SET TASK A: In the position identification records, take the lines starting with the line with "spot the large snow field." and going on through the end of the records, and swap every "rock" for "stone". Give back only those lines, with nothing else altered.

SELECTED PASSAGE:
I once offered to sharpen some knives for a chef who I supervised. I told her I would take them on my day off and do them.Later on during my day off my Exec Chef rang me as the co worker had complained to the HR department that I took her knives.I still sharpened them and did not get so much as a thank you.Fortunately as I was her Sous chef she found she had many cleaning tasks and issues with her Mise/storage/labelling that she was previously unaware of.Have only sharpened one other persons knife since.


----------



## Crothcipt (Dec 12, 2012)

I have a couple of co workers that want me to teach them how to use stones. One guy keeps telling me he wants to get a good tri. stone. I keep telling him that he wont like it with Japanese Knives. One co worker loves to just sit and run the blades on a steel while not busy. He gets them sharp with a very thin wire edge. I try to explain why he shouldn't do that, but its not his knife so who cares.

As for op I would just get it sharp and explain why you aren't fixing any issues the knife has. If they would like to learn how not to continue to ruin the knife, and how to fix the stuff you would be more than happy to teach. After the second time of sharpening I would make them learn, or have dull knives.


----------



## quantumcloud509 (Dec 12, 2012)

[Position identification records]
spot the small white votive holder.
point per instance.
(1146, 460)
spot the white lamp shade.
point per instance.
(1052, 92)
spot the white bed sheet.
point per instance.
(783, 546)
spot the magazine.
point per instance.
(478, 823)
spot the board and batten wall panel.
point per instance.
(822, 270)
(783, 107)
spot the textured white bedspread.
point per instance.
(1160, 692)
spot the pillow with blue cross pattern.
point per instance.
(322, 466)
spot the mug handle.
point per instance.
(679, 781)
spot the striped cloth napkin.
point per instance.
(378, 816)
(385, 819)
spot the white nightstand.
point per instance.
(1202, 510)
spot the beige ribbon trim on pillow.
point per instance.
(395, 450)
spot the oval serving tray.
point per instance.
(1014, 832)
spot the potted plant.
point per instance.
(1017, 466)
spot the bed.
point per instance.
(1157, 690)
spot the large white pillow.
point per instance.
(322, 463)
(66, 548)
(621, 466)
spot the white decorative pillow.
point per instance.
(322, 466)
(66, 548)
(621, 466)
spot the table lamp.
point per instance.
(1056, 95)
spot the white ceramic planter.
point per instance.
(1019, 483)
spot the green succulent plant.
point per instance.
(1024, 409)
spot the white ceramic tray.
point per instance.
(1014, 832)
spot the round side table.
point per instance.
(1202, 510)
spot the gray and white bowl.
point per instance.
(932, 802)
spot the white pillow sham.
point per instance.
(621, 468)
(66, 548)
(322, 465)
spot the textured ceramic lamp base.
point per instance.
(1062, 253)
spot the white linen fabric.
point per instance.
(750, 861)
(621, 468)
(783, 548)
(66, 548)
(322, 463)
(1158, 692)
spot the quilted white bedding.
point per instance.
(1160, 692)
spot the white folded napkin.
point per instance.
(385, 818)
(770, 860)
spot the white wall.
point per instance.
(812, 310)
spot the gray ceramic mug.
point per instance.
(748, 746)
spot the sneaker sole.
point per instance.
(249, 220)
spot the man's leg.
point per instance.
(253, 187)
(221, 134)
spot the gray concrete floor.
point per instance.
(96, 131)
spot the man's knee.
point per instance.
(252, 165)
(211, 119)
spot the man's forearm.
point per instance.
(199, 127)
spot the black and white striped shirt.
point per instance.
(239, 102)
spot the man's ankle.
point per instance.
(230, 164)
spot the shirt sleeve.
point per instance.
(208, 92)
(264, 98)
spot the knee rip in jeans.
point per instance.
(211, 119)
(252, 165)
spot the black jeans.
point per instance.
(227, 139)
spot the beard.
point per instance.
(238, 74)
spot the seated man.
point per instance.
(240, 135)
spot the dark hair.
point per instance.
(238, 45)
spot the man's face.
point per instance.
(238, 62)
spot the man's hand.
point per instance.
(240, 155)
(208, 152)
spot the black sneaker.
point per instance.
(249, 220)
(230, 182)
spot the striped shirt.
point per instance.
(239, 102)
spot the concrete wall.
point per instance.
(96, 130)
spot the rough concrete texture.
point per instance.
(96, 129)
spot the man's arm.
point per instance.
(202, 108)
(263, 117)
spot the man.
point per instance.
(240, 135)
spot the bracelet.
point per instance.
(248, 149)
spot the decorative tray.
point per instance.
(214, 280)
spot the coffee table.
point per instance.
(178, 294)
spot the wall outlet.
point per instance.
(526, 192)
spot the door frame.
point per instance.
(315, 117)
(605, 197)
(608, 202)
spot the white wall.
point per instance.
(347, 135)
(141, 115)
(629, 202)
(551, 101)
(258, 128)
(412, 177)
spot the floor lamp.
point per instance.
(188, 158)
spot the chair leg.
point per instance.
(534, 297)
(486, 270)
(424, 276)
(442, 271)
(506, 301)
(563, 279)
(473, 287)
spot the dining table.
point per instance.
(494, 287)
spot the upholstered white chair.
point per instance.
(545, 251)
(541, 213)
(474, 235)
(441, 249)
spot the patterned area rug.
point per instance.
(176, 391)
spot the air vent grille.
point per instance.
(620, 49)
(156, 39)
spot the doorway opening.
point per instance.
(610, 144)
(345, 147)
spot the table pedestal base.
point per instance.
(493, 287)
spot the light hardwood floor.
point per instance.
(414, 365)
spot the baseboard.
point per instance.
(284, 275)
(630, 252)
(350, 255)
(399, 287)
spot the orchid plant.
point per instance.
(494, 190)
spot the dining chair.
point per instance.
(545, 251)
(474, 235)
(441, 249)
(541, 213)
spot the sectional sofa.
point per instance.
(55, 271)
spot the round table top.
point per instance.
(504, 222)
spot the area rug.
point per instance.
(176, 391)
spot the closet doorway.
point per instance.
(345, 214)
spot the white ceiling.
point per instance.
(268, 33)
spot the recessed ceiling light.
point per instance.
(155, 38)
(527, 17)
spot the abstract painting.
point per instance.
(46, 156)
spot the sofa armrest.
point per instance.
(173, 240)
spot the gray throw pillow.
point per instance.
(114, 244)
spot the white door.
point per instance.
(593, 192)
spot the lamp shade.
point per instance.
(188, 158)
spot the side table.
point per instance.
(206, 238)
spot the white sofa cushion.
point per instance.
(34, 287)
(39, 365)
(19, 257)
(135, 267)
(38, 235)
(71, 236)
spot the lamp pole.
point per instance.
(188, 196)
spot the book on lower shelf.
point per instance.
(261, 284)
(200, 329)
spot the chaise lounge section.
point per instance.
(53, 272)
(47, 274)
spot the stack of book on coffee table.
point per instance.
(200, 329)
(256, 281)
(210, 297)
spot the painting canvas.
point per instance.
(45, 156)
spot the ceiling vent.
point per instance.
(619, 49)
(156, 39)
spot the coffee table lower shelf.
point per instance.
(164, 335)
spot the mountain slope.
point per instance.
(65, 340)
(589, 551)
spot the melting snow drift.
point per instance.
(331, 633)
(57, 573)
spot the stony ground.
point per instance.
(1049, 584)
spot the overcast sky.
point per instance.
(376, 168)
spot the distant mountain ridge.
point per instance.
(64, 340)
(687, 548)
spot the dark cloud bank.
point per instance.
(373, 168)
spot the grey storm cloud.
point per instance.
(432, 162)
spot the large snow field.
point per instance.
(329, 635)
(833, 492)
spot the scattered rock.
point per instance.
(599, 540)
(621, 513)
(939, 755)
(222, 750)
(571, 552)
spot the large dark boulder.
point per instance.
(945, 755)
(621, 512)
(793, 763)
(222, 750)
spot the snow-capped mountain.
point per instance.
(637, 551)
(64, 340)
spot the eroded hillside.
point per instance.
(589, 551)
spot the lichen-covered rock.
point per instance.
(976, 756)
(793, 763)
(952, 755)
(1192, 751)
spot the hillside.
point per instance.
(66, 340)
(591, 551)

SET TASK B: Continue the forum thread about sharpening coworkers' knives from the point where it stops.

RESULT A:
spot the large snow field.
point per instance.
(329, 635)
(833, 492)
spot the scattered stone.
point per instance.
(599, 540)
(621, 513)
(939, 755)
(222, 750)
(571, 552)
spot the large dark boulder.
point per instance.
(945, 755)
(621, 512)
(793, 763)
(222, 750)
spot the snow-capped mountain.
point per instance.
(637, 551)
(64, 340)
spot the eroded hillside.
point per instance.
(589, 551)
spot the lichen-covered stone.
point per instance.
(976, 756)
(793, 763)
(952, 755)
(1192, 751)
spot the hillside.
point per instance.
(66, 340)
(591, 551)

RESULT B:
Dang, you guys have some freakish stories going around here


----------



## [email protected] (Dec 14, 2012)

I remember that Jon had to learn how to sharpen for others/clients in Japan. His teachers were saying that it can't be too extreme of the edges when sharpening for others (especially if you haven't seen how this person uses and cares for knives). The key was really to find a happy medium of sharpness and durability. Once you know the how the person is with the knives, you can of course adjust sharpening to better suit that person.


----------



## bieniek (Dec 15, 2012)

5 years ago I would sharpen every knife. Just for the fun of it. 

I once refurbed MAC [spent like 12 hours] just to find it broken ofter first few days laying in the sink. After that my enthusiasm dropped a little. 
Still would do funny projects for free, like polishing tuna sword up.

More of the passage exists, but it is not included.